On November 21, 2020, Daniels made his first start and appearance with Georgia against Mississippi State and went 28-of-38 for 401 passing yards with 4 touchdowns in the 31–24 win. Following that game, Daniels was named the starter for the remainder of the season. Daniels led the Bulldogs to the Peach Bowl, where he went 26-of-38 for 392 passing yards with one touchdown and one interception in the 24–21 win. The Bulldogs went 4–0 in Daniels' four starts and Daniels finished the season with 80 passing completions out of 119 attempts for 1,231 passing yards with 10 touchdowns and 2 interceptions.

_Record extracts_.
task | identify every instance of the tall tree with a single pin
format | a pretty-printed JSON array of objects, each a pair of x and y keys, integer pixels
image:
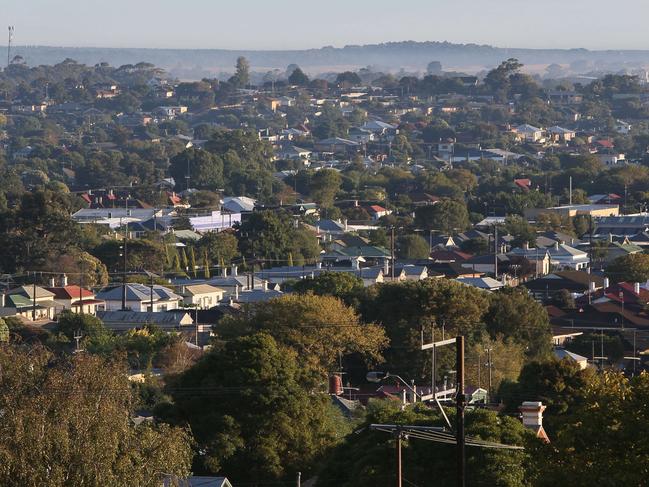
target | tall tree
[
  {"x": 251, "y": 417},
  {"x": 70, "y": 425}
]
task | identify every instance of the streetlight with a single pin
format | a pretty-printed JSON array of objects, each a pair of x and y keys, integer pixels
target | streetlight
[{"x": 376, "y": 377}]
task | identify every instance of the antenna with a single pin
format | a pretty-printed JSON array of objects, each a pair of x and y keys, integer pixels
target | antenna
[{"x": 11, "y": 37}]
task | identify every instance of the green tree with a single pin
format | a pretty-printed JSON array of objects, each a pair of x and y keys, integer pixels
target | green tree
[
  {"x": 205, "y": 170},
  {"x": 594, "y": 431},
  {"x": 404, "y": 309},
  {"x": 324, "y": 186},
  {"x": 447, "y": 216},
  {"x": 367, "y": 458},
  {"x": 629, "y": 268},
  {"x": 70, "y": 425},
  {"x": 412, "y": 247},
  {"x": 342, "y": 285},
  {"x": 256, "y": 384},
  {"x": 319, "y": 328},
  {"x": 298, "y": 78},
  {"x": 220, "y": 246},
  {"x": 515, "y": 315}
]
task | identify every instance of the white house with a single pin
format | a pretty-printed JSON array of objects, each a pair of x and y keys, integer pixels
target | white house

_Short problem 1_.
Please answer these from the passage on Daniels' season with Georgia:
(a) Which opponent did Daniels face in his first start?
(b) How many passing yards did he throw for in the Peach Bowl?
(c) What was the Bulldogs' record in Daniels' starts?
_Short problem 2_. Print the section of the Daniels passage that opens with the words "On November 21, 2020, Daniels" and closes with "and 2 interceptions.".
The material after the Daniels passage is separate from it.

_Exercise answer 1_.
(a) Mississippi State
(b) 392
(c) 4–0

_Exercise answer 2_.
On November 21, 2020, Daniels made his first start and appearance with Georgia against Mississippi State and went 28-of-38 for 401 passing yards with 4 touchdowns in the 31–24 win. Following that game, Daniels was named the starter for the remainder of the season. Daniels led the Bulldogs to the Peach Bowl, where he went 26-of-38 for 392 passing yards with one touchdown and one interception in the 24–21 win. The Bulldogs went 4–0 in Daniels' four starts and Daniels finished the season with 80 passing completions out of 119 attempts for 1,231 passing yards with 10 touchdowns and 2 interceptions.